EXERCISE DIRECTIONS: Rescale these lines, starting with the line containing "Could you point out the boarded-up" and going on through the final line, and reproduce them with the requests included. Multiply every answer coordinate by 1.05 and round it to a whole number, with halves rounded up. Leave the numbers in the requests and their format samples unchanged.

--- --- ---

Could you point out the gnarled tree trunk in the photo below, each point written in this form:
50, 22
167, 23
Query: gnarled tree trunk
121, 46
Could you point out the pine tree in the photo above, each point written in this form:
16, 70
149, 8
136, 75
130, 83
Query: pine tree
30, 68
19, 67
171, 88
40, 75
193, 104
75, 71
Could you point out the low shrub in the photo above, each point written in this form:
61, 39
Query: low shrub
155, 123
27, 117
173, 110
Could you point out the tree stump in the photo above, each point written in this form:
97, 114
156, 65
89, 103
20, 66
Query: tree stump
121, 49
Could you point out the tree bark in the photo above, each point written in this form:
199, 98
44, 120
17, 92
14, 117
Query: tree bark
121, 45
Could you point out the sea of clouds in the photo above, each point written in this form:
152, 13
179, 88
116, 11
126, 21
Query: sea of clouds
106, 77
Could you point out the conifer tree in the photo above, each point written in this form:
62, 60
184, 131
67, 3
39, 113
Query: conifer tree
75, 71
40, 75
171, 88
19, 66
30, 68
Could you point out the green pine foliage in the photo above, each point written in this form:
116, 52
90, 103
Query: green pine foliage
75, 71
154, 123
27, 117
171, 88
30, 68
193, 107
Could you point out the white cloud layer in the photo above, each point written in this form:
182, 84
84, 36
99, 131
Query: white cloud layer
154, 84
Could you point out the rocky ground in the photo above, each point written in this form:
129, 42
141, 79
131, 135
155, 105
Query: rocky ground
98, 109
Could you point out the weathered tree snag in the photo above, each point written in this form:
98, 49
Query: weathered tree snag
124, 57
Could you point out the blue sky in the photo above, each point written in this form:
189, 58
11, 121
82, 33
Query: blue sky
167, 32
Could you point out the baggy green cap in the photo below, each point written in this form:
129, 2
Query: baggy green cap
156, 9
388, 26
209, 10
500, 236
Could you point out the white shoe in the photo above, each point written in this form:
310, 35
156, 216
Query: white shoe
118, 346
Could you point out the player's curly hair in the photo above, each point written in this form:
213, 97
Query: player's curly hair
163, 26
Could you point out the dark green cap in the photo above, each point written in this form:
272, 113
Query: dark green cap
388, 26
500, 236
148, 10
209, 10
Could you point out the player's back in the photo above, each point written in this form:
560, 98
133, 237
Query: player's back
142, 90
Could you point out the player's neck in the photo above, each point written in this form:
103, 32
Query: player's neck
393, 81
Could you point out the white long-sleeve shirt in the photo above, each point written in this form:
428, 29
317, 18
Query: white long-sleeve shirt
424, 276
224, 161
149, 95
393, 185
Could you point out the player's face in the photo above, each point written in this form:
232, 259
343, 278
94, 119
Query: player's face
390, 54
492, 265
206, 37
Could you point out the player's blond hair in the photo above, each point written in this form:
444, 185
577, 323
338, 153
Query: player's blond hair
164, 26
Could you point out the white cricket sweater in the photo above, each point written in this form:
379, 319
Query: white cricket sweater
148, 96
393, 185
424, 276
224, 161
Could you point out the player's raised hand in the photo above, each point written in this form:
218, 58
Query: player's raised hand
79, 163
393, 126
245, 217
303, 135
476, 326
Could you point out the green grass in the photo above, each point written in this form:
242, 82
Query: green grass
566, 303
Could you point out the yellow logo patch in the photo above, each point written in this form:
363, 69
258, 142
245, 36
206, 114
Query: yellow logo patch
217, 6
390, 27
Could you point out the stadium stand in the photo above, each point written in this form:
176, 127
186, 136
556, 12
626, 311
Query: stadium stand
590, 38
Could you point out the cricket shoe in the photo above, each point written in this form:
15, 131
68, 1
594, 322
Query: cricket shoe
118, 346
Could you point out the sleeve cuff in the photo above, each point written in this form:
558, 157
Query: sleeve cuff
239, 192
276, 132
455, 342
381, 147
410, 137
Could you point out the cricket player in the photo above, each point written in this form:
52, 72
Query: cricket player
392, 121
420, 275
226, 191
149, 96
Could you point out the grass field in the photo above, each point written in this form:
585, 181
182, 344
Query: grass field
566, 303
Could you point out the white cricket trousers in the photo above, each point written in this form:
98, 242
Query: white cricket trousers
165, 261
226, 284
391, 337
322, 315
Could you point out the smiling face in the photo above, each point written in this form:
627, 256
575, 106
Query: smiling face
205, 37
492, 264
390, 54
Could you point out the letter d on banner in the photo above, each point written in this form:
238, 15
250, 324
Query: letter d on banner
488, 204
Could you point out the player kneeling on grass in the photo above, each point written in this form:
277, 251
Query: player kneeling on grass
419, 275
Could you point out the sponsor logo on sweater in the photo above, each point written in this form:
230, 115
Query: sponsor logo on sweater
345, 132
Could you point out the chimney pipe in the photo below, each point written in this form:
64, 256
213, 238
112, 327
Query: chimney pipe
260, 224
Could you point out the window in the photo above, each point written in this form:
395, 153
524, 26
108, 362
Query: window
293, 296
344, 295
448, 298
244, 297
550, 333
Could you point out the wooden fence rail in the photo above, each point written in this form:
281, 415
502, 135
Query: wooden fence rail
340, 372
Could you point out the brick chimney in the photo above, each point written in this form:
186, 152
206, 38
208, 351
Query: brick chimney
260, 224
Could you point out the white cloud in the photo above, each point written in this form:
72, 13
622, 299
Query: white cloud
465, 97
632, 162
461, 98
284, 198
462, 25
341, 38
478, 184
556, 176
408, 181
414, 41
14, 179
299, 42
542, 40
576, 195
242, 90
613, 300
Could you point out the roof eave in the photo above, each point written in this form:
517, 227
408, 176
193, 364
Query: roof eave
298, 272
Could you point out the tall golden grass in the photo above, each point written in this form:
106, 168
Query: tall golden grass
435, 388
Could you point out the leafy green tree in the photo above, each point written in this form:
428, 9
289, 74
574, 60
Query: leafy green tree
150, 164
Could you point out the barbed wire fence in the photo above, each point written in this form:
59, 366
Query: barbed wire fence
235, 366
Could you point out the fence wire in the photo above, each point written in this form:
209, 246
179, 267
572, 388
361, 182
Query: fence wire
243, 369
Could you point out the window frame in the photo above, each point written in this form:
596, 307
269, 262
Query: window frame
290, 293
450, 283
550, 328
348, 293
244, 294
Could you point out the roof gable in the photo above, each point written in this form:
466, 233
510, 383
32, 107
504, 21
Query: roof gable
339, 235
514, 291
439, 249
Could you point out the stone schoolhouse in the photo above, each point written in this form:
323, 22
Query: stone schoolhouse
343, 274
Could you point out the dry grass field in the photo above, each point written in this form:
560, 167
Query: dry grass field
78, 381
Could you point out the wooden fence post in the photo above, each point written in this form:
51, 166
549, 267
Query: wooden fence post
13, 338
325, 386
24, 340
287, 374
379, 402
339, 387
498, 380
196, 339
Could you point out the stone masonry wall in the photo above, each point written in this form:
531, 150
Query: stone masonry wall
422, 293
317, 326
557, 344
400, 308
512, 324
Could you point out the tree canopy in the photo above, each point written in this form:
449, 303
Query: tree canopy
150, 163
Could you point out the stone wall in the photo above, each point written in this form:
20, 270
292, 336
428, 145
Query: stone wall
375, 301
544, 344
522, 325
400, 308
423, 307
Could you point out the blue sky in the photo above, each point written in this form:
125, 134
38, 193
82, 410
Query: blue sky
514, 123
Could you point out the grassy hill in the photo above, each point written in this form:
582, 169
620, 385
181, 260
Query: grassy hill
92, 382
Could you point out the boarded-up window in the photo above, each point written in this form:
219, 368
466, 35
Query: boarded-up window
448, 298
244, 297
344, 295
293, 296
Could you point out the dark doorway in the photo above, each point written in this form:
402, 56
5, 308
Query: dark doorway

--- --- ---

WRITTEN ANSWER:
Could you point out the boarded-up window in the photo above, each point written in this form:
219, 368
466, 35
Query: boarded-up window
470, 313
256, 312
361, 310
308, 311
Could you point out the dark doorway in the photo above, each point written in this form:
402, 56
5, 308
Query: dark doorway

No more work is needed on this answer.